* [Study material]:
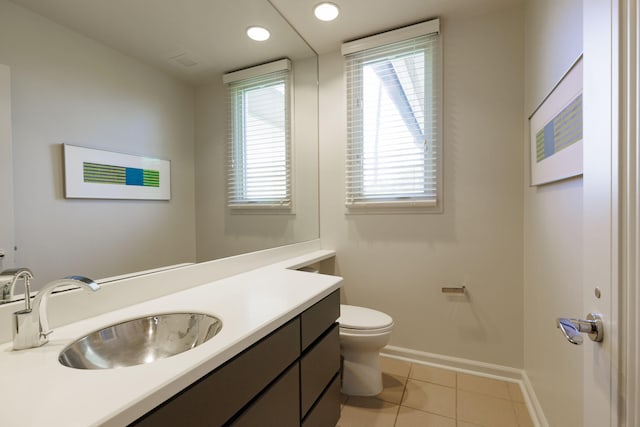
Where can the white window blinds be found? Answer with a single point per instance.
(393, 121)
(259, 160)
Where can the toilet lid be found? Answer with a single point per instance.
(354, 317)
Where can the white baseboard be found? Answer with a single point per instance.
(468, 366)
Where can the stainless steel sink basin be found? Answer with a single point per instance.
(139, 341)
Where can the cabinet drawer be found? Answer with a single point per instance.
(276, 406)
(217, 397)
(318, 367)
(326, 413)
(318, 318)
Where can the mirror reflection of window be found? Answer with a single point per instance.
(260, 143)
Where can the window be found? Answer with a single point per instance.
(259, 143)
(393, 119)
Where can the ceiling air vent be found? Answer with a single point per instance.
(183, 59)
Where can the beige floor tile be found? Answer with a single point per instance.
(396, 367)
(393, 388)
(515, 392)
(408, 417)
(367, 412)
(524, 419)
(434, 375)
(430, 397)
(485, 410)
(477, 384)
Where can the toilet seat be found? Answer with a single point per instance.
(352, 331)
(361, 320)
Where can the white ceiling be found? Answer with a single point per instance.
(212, 32)
(359, 18)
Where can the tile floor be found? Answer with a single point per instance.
(423, 396)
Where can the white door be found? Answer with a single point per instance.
(601, 209)
(6, 173)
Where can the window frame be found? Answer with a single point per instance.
(358, 203)
(263, 75)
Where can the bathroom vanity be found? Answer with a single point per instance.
(275, 358)
(289, 378)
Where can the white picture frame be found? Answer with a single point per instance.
(556, 129)
(98, 174)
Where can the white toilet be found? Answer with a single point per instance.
(363, 333)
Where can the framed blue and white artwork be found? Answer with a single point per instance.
(556, 131)
(99, 174)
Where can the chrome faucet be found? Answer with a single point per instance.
(8, 280)
(31, 326)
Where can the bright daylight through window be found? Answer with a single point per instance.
(393, 106)
(259, 148)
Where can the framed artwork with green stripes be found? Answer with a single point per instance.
(99, 174)
(556, 131)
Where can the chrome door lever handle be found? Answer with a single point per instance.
(573, 328)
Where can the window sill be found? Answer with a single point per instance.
(394, 207)
(261, 209)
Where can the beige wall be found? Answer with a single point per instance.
(553, 226)
(67, 88)
(398, 263)
(222, 233)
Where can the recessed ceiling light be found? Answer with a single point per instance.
(258, 34)
(326, 11)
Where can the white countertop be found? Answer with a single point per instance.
(36, 390)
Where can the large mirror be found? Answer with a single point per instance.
(142, 78)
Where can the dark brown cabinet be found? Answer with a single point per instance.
(289, 378)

* [Brief]:
Please keep every line of the data the same when you reproduce it, and keep every picture out.

* [Exercise response]:
Where can the white window blinds be found? Answer with a single point per instance.
(393, 121)
(259, 160)
Where can the toilet lid be found? Answer with a single point per instance.
(354, 317)
Where can the white baseboard be found? Answer with a single point per instance.
(468, 366)
Where can the stainless steel sink basin be found? Answer with a single point per instance.
(139, 341)
Where can the cabinet drawer be found? Answer with a single point per instance.
(276, 406)
(217, 397)
(318, 367)
(326, 413)
(318, 318)
Where can the mirror reflection of window be found? Answer with a single point per instance.
(260, 143)
Where can the window be found? Answer with a single point per instance.
(259, 143)
(393, 119)
Where can the ceiling air vent be found? Answer with a single point per instance.
(183, 59)
Where can the beige floor tile be found? Answer with a single point per instance.
(396, 367)
(393, 388)
(515, 392)
(408, 417)
(367, 412)
(524, 419)
(434, 375)
(430, 397)
(485, 410)
(477, 384)
Where can the toilet seat be found? Answer with a single point per instance.
(352, 331)
(361, 320)
Where can the white ceiling be found? Answer with a single point per instance.
(212, 32)
(359, 18)
Where can the tile floor be found? Answer with a single point per instance.
(423, 396)
Where can the white door be found? Answer with a single point per instance.
(601, 209)
(6, 173)
Where can the window frame be found? Answer with a single point per instance.
(358, 203)
(263, 75)
Where can the bathroom vanity be found? Answer with a single point per instance.
(275, 358)
(289, 378)
Where can the white picture frame be found? Answer with a single point per instance.
(556, 129)
(98, 174)
Where can the white toilet be found? Answer with a single point per instance.
(363, 333)
Where can the framed blue and white artwork be found? Answer with a single point per instance.
(556, 131)
(99, 174)
Where can the chrome faucet be found? Answer with a single point per instance.
(8, 280)
(31, 326)
Where can the bright daylight through window be found? Answer with a single point per instance.
(393, 106)
(259, 148)
Where can the framed artwork with green stripes be found? Answer with a single point per instance.
(99, 174)
(556, 131)
Where can the chrome door lever handle be found? Answer with a single point per instance.
(573, 328)
Where can the window sill be found? Answer with a single point per instance.
(394, 207)
(261, 209)
Where can the beige wall be found? Answer with a single point per instance.
(553, 226)
(67, 88)
(398, 263)
(222, 233)
Where can the recessed ceiling light be found? Answer with a single point per instance.
(258, 34)
(326, 11)
Where can the white countertop be found? Answer with a single point per instance.
(36, 390)
Where can the large mirror be found? Answer with a single point per instance.
(142, 78)
Where can the dark brown cabinet be found? Answer with a single point per instance.
(289, 378)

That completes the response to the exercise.